DATA EXTRACT.
· · · · ·

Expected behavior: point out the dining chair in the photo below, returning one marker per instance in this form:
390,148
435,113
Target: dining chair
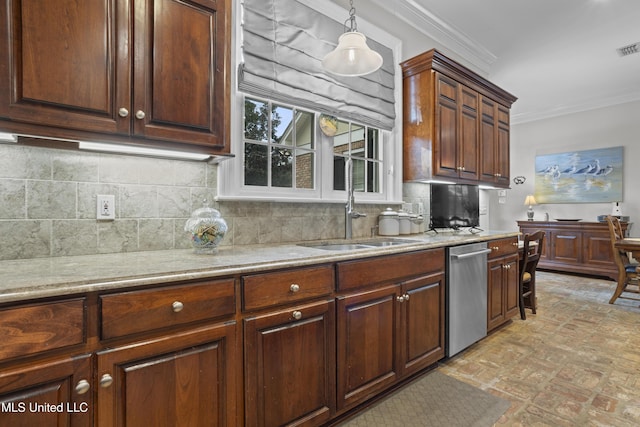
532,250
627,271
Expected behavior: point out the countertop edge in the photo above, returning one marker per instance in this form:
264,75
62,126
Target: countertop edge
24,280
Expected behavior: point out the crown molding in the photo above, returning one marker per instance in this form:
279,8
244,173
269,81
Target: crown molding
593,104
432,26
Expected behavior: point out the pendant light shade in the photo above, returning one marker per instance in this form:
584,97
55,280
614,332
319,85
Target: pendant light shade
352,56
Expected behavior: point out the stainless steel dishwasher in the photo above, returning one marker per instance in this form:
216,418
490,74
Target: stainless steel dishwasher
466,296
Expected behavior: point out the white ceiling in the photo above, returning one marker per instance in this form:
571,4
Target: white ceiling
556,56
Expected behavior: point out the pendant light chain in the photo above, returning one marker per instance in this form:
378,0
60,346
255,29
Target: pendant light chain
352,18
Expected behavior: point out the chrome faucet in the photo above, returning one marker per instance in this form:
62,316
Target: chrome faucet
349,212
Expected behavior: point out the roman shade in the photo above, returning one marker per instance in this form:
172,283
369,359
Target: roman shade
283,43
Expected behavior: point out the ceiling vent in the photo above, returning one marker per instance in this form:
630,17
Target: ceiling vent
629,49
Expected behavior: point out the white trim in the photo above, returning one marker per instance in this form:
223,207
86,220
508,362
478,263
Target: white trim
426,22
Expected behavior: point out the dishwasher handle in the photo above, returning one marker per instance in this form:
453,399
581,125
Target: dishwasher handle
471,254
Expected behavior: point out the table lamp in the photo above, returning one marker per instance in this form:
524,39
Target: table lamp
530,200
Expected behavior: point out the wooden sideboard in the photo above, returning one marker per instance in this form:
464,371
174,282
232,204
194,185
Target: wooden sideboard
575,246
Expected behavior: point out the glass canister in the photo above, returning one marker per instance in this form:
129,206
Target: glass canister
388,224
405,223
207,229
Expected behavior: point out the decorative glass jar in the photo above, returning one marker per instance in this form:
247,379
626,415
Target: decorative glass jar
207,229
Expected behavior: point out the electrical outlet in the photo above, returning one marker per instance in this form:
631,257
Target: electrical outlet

· · · · ·

TASK DETAILS. Switch every "marker" in the records above to "point", and write out all the records again with nothing else changed. Leave the pictures out.

EXPECTED ANSWER.
Expected behavior: point out the dining chair in the photo below, returning one point per instance in this form:
390,148
435,113
Target: dining chair
532,250
627,271
Expected behavior: point out the countertop edge in the photo above, returning one point per instance in this form:
264,75
62,126
Target: countertop edge
24,280
Expected behavior: point out the crown molding in the photo above, returning one point per instance in this form:
279,8
244,173
269,81
Target: crown molding
593,104
432,26
Expected behavior: point out the pendant light shade in the photo above, returning one point per instance in this form:
584,97
55,280
614,332
319,85
Target: pendant light shade
352,56
Expected behavior: point out the stainless steel dishwasher in the photo above, returning one point per instance in this form:
216,418
490,74
Target: stainless steel dishwasher
466,296
Expected behavior: point out the white ceiling in the photo above, returning one point per instance in this form:
571,4
Target: white ceiling
556,56
Expected behavior: point out the pendant light chain in the photo above, returning one point per instance in this form:
378,0
60,346
255,29
Target: pendant light chain
352,18
Expected behavior: point out the chrome faucet in the photo above, returning one point per instance in this form:
62,316
Target: chrome faucet
349,212
Expected behavior: point out the roman shade in the photo above, returning one point per instance in this form:
172,283
369,359
Target: roman shade
283,43
Expected behavior: point out the ceiling vent in the photo above, returning one point per instance in this form:
630,17
Target: ceiling vent
629,49
Expected behavior: point out the white trim in the photo above, returning one point per instance in this form:
223,207
86,220
508,362
478,263
Target: white trim
426,22
Expected behavior: point out the dishwasher handle in the photo above, returning one point per instance in this form:
453,399
581,125
Target: dishwasher handle
471,254
Expected behavior: point out the table lamp in the photo above, returning one point per instance in this form:
524,39
Target: table lamp
530,200
Expected behavior: point out the wooden sideboard in the photo above, returning one point per instance in this form:
464,371
174,282
232,204
194,185
Target: wooden sideboard
575,246
Expected behavior: point out the glass canister in the photo above, returning one point per instance in this form:
129,206
Target: glass canister
388,224
405,223
207,229
Expected behavior: point out the decorative glass jar in the photo above, returning one point per instance in this form:
247,379
626,415
Target: decorative glass jar
207,229
Expected behavior: point out the electrical outlet in the photo above, returning one point per instance in this form:
631,257
Target: electrical outlet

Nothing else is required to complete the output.